Write out exactly the lines running from the line that includes "Guideline: the keypoint for each instance of the mountain" to the end of the data, both ends included, and nothing besides.

DATASET ENTRIES:
-- start --

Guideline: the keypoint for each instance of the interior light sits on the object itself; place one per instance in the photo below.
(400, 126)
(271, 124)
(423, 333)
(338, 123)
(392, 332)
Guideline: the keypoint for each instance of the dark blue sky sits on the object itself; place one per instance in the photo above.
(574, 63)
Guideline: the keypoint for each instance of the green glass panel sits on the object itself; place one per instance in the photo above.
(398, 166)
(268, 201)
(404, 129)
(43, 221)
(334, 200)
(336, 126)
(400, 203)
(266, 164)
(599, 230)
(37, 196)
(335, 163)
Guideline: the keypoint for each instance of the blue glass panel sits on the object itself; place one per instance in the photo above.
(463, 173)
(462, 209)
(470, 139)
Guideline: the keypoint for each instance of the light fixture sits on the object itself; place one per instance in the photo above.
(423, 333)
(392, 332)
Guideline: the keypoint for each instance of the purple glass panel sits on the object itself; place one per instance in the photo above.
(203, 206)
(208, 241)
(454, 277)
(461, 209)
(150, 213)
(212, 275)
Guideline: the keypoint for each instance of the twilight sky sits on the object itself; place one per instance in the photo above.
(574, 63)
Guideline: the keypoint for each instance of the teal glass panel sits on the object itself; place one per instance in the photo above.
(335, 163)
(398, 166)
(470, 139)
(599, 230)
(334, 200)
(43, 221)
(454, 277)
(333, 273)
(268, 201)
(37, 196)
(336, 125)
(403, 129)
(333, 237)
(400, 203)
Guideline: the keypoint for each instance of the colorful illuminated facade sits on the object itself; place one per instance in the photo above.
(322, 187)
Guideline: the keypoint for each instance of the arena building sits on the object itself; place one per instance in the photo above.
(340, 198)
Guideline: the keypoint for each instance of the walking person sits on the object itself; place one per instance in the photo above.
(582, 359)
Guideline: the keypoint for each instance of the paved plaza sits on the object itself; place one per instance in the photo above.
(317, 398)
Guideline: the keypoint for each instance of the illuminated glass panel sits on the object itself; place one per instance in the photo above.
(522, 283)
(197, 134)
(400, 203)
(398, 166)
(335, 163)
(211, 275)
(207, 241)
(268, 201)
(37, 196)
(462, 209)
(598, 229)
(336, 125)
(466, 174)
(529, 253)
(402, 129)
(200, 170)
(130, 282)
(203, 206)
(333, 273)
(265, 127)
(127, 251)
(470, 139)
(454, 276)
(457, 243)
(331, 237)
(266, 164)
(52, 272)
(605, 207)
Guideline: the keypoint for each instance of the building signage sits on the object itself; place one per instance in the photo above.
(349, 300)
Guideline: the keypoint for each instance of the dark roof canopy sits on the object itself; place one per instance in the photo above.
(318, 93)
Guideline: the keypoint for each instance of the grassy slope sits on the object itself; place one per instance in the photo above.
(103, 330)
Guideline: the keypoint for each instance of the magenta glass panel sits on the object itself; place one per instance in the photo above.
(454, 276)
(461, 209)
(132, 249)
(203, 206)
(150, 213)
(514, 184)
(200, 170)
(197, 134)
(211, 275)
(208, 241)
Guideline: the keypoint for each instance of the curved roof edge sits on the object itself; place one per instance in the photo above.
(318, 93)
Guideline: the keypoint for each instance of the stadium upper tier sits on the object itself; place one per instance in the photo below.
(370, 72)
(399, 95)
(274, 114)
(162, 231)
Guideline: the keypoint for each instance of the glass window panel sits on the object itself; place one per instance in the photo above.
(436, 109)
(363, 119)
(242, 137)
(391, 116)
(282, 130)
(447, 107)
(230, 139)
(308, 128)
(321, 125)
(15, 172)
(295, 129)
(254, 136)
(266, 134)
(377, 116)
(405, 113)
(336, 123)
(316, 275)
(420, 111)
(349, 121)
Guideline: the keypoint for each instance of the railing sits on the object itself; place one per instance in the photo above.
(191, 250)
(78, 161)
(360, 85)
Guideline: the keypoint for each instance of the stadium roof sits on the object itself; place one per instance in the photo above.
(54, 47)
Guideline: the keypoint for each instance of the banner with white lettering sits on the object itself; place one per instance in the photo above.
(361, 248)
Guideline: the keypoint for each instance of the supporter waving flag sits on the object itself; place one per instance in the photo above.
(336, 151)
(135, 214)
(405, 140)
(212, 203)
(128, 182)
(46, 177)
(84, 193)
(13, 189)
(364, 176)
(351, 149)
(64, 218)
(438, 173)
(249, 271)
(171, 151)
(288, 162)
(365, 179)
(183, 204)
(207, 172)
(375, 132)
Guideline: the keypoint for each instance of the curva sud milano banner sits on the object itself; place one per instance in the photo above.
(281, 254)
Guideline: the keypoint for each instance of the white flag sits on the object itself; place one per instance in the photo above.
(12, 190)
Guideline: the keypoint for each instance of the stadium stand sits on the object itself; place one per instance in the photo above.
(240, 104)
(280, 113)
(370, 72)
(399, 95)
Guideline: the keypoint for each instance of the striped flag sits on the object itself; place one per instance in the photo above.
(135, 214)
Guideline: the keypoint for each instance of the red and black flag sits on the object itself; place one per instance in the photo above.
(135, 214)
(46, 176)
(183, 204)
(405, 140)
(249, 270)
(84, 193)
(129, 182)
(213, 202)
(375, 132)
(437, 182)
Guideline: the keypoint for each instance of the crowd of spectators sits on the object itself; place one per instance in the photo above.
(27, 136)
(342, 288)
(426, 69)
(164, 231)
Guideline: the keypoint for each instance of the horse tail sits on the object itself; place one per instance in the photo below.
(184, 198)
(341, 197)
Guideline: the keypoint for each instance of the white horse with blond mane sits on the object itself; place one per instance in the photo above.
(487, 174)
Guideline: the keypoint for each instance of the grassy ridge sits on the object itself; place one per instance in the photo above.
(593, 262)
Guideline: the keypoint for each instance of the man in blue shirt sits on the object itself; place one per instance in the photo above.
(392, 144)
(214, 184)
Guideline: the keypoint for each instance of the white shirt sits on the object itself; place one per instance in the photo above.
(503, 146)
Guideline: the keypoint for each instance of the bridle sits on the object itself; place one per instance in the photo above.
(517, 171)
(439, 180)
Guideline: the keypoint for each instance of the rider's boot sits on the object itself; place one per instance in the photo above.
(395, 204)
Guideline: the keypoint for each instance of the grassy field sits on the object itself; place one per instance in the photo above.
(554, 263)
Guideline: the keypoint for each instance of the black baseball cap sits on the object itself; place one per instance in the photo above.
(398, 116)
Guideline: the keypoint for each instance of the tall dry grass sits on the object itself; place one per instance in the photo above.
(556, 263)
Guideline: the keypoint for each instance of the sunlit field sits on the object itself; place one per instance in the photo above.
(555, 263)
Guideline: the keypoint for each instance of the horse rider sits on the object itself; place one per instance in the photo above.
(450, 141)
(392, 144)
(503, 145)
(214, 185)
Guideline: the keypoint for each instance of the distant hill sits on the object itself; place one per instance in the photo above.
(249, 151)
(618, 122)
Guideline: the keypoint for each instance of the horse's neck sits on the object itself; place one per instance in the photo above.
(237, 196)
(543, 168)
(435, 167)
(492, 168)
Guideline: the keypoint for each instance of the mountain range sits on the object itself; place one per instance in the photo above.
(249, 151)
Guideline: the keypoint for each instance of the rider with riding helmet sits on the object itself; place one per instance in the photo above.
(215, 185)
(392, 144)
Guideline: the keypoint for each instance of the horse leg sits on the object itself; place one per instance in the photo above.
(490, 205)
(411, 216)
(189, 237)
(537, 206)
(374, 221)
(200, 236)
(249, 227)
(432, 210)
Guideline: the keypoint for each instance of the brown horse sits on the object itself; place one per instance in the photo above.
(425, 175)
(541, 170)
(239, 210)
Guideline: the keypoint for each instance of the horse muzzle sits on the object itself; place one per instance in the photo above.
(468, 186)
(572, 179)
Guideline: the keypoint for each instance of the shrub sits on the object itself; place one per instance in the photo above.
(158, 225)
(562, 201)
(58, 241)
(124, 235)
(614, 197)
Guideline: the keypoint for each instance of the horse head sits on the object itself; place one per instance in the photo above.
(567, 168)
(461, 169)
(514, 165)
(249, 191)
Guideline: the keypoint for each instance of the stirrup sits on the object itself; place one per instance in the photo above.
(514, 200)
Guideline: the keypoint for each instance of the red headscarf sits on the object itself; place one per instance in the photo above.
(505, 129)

-- end --

ANSWER:
Guideline: the keypoint for each instance of the mountain range sits on the object itself; place one per instance in the photo above.
(249, 151)
Guideline: the keypoint for each instance of the rider with riding helmet sits on the object itself; place one per instance in the photo above.
(215, 185)
(392, 144)
Guideline: the keypoint for each instance of the horse leg sits on the object itself; place one per instance in the photo above.
(490, 205)
(411, 216)
(189, 237)
(537, 206)
(374, 221)
(200, 236)
(249, 227)
(432, 210)
Guideline: the keypoint for each instance of the brown horse sits on the object itself; place one per instance in the photo above.
(425, 175)
(541, 170)
(239, 210)
Guideline: the keypoint for each instance of the horse muzzle sits on the object itself; place one per instance in the photo above.
(468, 186)
(572, 179)
Guideline: the keypoint for each instance of the shrub sits on the object itself; place one per instance in the photo above.
(158, 225)
(562, 201)
(58, 241)
(124, 235)
(614, 197)
Guideline: the keypoint for each instance of the horse head sits on the object itself; place one per instance in the photo above.
(567, 168)
(461, 169)
(514, 165)
(249, 191)
Guideline: the keypoint for each instance of the stirrup sits on the object itself; place one per instance in the photo above.
(514, 200)
Guideline: the keypoint for each instance of the red headscarf sits on the object itself; place one per instance in the photo above.
(505, 129)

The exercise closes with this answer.